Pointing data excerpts
........
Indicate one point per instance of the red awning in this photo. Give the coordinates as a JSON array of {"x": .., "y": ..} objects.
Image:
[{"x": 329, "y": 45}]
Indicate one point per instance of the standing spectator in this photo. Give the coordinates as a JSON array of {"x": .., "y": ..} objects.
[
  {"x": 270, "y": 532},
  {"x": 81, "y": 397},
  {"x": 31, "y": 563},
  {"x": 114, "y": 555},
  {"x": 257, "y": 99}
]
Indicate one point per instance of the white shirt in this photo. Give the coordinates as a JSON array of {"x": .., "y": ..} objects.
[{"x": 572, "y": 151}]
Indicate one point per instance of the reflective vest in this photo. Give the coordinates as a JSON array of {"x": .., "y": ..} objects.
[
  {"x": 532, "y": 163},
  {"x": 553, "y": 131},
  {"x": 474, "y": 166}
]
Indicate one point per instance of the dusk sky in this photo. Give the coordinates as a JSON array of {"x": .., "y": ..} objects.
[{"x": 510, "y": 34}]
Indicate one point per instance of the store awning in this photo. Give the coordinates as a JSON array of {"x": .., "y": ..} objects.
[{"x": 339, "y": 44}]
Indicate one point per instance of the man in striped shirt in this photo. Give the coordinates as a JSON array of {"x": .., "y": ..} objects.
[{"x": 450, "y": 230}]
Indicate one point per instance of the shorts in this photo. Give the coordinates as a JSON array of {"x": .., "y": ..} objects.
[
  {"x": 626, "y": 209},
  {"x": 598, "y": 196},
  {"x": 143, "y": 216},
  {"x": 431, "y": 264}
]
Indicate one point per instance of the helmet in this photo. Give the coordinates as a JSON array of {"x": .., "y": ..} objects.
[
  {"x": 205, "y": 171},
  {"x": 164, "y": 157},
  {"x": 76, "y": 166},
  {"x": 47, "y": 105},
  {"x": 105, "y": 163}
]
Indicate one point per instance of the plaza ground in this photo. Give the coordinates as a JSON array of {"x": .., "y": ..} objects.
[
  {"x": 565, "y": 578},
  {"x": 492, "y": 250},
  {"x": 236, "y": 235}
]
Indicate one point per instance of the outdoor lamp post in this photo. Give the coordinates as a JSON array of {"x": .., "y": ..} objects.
........
Please output all of the entries above again, word for word and in their original order.

Indicate one point per instance of the red awning in this photo. Give the coordinates as a JSON array of {"x": .., "y": ..} objects.
Image:
[{"x": 329, "y": 45}]
Indicate one point per instance of the standing spectator in this photo. Give the coordinates as a JSON array of {"x": .., "y": ..} objects.
[
  {"x": 270, "y": 532},
  {"x": 81, "y": 397},
  {"x": 31, "y": 563},
  {"x": 114, "y": 555},
  {"x": 257, "y": 99}
]
Indicate one point per instance of the white shirt in this photo. Give the coordinates as a JSON array of {"x": .., "y": ..} objects.
[{"x": 572, "y": 151}]
Indicate one point per instance of the reflective vest in this photo. Give the coordinates as a JSON array of {"x": .., "y": ..} objects.
[
  {"x": 532, "y": 163},
  {"x": 553, "y": 131},
  {"x": 474, "y": 166}
]
Indicate one point per instance of the dusk sky in this photo. Give the coordinates as a JSON array of {"x": .., "y": ..} objects.
[{"x": 510, "y": 34}]
Indicate one point per instance of the store awning in this photo. Give the coordinates as a JSON array of {"x": .., "y": ..} objects.
[{"x": 339, "y": 44}]
Indicate one point per instance of the man in striped shirt in this photo. Give the coordinates as a JSON array of {"x": .., "y": ..} objects.
[{"x": 450, "y": 230}]
Indicate one point per instance of the shorts in this photo. Give the coordinates as a JSON array of {"x": .., "y": ..} objects.
[
  {"x": 626, "y": 209},
  {"x": 598, "y": 196},
  {"x": 143, "y": 216},
  {"x": 431, "y": 264}
]
Indicate one point per instance of the helmet in this photo. Give the coordinates as a JSON array of {"x": .., "y": ..} objects.
[
  {"x": 205, "y": 171},
  {"x": 164, "y": 157},
  {"x": 76, "y": 166},
  {"x": 47, "y": 105},
  {"x": 105, "y": 163}
]
Indicate one point per instance of the plaza ground in this photo. Give the coordinates as a JSON array of {"x": .., "y": ..} objects.
[
  {"x": 565, "y": 578},
  {"x": 492, "y": 250},
  {"x": 236, "y": 235}
]
Indicate one point per instance of the outdoor lamp post in this photo. Give the coordinates as a JSON array of {"x": .., "y": ..} objects.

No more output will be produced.